====== INPUT ======
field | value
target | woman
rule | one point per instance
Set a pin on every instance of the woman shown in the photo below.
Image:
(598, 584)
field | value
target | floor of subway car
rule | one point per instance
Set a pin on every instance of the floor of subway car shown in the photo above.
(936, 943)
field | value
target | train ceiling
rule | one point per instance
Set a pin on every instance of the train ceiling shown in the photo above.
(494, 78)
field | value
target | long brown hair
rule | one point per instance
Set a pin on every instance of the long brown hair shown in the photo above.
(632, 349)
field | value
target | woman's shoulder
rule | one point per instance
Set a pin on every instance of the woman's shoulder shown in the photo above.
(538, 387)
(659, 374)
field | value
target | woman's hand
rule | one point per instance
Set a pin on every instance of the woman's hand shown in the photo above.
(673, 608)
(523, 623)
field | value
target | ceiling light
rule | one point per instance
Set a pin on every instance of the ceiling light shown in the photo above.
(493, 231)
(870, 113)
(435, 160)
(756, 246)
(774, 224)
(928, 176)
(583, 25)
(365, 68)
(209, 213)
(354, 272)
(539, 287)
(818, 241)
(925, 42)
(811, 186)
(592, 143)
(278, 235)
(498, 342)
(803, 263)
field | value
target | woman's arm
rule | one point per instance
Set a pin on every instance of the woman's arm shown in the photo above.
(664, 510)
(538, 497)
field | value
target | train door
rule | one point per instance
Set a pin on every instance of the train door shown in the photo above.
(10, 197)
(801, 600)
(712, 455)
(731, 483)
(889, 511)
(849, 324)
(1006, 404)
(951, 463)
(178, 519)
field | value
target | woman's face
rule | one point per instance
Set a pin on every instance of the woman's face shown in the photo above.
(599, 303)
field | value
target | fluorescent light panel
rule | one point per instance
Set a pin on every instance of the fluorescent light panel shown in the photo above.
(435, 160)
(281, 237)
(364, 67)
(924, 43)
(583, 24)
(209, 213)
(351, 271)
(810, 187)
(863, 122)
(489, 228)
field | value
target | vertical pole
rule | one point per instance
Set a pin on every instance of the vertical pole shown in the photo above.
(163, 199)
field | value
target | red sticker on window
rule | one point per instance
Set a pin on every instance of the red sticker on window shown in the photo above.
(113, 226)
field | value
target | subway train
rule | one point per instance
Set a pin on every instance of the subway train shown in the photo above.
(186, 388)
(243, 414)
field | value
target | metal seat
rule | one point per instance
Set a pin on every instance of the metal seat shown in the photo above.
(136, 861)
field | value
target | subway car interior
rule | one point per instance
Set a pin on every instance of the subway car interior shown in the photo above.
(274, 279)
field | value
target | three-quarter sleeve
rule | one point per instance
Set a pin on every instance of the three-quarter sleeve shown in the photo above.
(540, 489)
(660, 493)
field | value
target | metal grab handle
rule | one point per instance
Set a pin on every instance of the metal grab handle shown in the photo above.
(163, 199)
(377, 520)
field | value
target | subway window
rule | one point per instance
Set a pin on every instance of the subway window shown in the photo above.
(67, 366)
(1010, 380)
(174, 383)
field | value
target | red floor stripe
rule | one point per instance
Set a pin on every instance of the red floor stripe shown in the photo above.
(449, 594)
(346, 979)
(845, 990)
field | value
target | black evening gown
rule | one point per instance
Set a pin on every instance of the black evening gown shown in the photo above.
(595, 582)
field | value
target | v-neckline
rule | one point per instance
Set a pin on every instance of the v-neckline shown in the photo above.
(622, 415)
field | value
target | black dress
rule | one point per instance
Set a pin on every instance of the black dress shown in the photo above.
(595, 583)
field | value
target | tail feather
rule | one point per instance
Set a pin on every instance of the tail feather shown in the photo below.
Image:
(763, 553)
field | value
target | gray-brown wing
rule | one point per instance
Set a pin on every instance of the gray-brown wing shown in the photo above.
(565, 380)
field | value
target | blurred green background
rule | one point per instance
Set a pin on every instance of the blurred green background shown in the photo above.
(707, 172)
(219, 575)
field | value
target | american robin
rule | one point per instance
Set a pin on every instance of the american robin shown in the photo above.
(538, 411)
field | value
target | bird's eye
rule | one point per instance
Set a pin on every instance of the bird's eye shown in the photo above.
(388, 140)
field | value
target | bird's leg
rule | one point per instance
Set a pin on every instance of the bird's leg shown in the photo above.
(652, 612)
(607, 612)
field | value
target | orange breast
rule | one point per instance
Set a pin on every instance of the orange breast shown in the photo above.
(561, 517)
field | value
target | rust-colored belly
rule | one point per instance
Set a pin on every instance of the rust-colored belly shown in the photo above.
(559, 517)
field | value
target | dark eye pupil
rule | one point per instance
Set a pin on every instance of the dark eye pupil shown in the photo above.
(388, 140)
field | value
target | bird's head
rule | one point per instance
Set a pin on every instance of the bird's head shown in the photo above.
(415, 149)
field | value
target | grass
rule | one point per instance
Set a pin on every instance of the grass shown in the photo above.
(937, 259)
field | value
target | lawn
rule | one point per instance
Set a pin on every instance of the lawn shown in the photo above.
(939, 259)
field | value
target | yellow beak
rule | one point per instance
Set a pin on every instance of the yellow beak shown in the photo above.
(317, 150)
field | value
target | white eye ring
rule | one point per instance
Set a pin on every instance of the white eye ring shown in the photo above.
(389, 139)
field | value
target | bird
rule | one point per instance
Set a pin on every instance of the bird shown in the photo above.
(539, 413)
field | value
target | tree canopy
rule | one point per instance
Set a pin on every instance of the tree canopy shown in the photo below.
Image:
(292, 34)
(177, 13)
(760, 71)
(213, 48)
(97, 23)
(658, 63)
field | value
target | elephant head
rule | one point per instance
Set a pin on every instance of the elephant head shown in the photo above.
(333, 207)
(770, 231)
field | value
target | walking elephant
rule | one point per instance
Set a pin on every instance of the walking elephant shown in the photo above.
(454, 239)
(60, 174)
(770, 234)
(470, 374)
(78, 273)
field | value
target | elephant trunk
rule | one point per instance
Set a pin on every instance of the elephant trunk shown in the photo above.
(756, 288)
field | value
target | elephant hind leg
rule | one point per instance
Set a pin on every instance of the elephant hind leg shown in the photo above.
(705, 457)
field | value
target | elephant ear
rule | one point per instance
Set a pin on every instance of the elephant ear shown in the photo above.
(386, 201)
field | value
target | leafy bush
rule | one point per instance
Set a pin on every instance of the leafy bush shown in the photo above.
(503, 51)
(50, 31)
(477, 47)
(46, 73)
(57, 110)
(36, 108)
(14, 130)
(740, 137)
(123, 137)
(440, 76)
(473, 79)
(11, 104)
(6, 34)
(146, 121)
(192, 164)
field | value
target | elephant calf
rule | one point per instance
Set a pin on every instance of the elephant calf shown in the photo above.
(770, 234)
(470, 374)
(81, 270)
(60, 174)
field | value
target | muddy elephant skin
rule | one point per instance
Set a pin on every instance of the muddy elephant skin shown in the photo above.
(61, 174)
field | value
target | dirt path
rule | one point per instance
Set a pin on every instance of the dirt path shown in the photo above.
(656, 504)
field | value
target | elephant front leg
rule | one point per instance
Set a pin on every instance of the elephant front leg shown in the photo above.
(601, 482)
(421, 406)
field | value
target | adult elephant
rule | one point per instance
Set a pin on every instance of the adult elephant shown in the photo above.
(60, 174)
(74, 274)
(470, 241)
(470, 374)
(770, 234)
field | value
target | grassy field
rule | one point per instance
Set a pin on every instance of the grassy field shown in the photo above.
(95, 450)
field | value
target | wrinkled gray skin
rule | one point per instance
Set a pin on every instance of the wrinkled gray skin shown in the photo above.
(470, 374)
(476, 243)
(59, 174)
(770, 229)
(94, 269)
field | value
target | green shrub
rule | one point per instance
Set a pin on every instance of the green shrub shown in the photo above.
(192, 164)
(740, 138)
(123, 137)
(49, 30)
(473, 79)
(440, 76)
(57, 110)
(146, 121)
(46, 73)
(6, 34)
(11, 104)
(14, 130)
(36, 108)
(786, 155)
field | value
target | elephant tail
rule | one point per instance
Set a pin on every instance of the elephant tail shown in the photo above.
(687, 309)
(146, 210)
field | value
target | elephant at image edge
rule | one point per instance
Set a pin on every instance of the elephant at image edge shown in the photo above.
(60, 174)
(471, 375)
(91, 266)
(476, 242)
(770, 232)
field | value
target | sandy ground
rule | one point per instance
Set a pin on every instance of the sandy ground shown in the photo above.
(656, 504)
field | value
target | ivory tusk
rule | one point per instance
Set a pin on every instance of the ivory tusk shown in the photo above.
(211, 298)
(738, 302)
======
#### [WHAT TO DO]
State how many lines of the entries contain the string "breast". Letter case matters. Give only the number.

#### [RIGHT ANSWER]
2